Aim – Can you set out everything from the line containing "Each instance of the black dress" down to the line containing "[(383, 135), (174, 128)]", both included, as a Markdown table with a Number column counting the rows and a Text column holding each line, leaving out blank lines?

Data rows –
— Begin —

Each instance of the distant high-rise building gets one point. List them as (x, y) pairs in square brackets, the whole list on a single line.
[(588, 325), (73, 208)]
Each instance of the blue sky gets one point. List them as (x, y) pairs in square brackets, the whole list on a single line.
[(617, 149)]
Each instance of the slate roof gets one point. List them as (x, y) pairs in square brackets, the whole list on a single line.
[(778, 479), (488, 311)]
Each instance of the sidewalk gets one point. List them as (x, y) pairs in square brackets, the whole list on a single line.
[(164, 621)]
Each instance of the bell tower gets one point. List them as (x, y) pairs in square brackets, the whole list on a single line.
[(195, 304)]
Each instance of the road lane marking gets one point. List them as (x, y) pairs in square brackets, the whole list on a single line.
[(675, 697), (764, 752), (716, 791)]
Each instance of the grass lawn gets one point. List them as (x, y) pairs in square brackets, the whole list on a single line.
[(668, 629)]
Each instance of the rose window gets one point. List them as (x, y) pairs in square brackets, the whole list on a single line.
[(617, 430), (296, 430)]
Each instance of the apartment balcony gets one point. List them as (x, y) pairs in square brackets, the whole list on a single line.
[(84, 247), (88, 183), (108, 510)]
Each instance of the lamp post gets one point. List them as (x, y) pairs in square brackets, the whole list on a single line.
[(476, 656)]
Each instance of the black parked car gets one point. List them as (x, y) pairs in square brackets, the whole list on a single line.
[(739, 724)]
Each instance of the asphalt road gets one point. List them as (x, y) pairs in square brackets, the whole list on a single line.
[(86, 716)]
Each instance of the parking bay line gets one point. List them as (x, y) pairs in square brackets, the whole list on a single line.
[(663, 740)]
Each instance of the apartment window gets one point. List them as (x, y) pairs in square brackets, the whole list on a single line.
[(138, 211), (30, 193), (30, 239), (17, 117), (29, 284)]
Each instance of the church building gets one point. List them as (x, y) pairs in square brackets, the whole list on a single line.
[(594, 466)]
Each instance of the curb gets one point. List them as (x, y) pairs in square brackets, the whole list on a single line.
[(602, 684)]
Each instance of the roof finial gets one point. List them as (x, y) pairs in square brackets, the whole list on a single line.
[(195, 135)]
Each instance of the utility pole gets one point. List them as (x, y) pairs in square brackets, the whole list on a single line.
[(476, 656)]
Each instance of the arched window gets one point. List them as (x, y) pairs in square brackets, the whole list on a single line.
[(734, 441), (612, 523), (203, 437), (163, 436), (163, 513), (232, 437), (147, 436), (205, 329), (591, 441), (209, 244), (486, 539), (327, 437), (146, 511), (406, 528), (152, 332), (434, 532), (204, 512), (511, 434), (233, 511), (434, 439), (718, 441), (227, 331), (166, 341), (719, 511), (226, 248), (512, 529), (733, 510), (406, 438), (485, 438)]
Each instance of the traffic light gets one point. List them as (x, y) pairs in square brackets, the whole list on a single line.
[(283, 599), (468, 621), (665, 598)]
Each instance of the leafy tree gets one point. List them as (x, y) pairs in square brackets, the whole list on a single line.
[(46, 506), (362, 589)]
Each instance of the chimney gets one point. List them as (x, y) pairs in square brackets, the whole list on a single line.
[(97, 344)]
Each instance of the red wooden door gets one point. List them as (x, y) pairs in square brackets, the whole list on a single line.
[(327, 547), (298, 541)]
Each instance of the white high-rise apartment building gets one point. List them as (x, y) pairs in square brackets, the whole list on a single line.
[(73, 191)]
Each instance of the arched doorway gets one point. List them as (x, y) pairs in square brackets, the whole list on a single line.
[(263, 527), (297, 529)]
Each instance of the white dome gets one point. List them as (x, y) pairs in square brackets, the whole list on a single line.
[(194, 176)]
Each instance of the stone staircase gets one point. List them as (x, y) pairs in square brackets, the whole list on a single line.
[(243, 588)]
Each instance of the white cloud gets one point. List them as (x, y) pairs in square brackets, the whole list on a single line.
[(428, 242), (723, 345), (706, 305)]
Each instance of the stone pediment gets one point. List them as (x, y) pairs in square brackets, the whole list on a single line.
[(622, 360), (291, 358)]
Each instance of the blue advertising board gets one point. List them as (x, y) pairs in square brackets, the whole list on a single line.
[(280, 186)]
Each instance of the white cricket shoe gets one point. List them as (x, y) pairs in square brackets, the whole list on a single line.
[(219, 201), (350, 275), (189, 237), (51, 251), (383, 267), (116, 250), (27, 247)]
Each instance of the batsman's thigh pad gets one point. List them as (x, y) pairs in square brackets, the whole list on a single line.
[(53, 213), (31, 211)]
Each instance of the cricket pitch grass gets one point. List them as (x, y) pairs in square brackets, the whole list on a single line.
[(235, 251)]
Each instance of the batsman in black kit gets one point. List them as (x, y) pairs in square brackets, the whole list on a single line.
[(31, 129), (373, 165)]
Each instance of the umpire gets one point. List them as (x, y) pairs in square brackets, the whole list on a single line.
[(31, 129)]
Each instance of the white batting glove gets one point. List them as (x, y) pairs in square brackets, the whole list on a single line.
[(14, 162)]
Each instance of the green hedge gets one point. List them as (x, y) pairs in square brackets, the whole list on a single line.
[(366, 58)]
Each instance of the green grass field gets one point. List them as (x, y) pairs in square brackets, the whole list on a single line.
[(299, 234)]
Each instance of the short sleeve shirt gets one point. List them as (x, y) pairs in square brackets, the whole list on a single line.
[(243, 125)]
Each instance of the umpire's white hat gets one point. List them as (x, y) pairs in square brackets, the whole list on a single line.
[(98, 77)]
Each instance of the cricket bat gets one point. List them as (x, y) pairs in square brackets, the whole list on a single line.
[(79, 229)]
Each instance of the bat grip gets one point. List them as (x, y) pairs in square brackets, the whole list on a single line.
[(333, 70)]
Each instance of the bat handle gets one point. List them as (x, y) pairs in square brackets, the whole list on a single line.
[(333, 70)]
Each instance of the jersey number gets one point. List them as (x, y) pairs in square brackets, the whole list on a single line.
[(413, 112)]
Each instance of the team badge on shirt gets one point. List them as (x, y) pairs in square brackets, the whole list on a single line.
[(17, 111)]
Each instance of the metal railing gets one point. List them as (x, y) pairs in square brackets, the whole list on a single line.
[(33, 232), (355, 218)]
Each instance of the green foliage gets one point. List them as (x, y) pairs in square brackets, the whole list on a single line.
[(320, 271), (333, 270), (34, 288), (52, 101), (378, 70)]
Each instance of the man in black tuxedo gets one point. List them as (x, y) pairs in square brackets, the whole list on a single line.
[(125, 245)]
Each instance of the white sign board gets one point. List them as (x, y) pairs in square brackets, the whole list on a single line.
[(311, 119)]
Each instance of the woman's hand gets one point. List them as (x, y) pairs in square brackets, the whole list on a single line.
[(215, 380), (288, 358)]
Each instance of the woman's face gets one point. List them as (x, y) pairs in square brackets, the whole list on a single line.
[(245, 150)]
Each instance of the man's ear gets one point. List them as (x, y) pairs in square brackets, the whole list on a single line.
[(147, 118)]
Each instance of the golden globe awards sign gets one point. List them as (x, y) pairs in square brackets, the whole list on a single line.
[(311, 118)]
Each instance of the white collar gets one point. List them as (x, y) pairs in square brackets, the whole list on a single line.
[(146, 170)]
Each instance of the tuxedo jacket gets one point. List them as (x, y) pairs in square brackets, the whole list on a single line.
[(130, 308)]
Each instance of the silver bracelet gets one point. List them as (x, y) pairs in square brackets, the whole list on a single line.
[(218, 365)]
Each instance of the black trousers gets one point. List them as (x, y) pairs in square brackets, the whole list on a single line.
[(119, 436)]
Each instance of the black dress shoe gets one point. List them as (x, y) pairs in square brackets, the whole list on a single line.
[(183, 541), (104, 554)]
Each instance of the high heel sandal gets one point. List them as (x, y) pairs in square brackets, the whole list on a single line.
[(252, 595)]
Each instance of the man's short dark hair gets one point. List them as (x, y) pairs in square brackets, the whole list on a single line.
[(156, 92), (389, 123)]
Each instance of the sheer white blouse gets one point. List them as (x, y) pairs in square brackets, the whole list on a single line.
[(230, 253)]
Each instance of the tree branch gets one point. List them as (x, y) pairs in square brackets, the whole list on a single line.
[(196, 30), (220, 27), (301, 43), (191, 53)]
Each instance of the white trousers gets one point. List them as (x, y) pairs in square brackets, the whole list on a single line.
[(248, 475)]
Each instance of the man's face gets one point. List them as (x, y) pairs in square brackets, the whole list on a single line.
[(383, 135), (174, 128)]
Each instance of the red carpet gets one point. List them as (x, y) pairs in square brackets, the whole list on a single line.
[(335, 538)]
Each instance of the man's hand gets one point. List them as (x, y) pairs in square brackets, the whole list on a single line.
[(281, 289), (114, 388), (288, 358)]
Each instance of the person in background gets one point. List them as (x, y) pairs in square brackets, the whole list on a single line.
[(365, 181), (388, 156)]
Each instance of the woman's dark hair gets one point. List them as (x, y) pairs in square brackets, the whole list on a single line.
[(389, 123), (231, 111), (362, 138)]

— End —

Written response –
| Number | Text |
|---|---|
| 1 | Each instance of the black dress shoe gets one point. List them as (x, y) pairs in square brackets, the whole list on a single line. |
| 2 | [(183, 541), (104, 554)] |
| 3 | Each instance of the high heel sandal gets one point. List them as (x, y) pairs in square brackets, the whole list on a single line. |
| 4 | [(252, 595)] |
| 5 | Each instance of the man's short dark hair gets one point. List them as (x, y) pairs in square brackets, the whole list on a single line. |
| 6 | [(156, 92), (389, 123)] |
| 7 | Each instance of the sheer white blouse gets one point. List them as (x, y) pairs in square brackets, the whole list on a single line. |
| 8 | [(230, 253)] |
| 9 | Each instance of the tree branch gets one point. List them as (x, y) pairs in square brackets, the whole list on a single line. |
| 10 | [(196, 30), (220, 27), (301, 43), (191, 53)] |
| 11 | Each instance of the white trousers gets one point. List them as (x, y) pairs in square brackets, the whole list on a single line. |
| 12 | [(248, 475)] |
| 13 | Each instance of the man's face gets one point. List them as (x, y) pairs in square brackets, the whole list on a single line. |
| 14 | [(383, 135), (174, 128)] |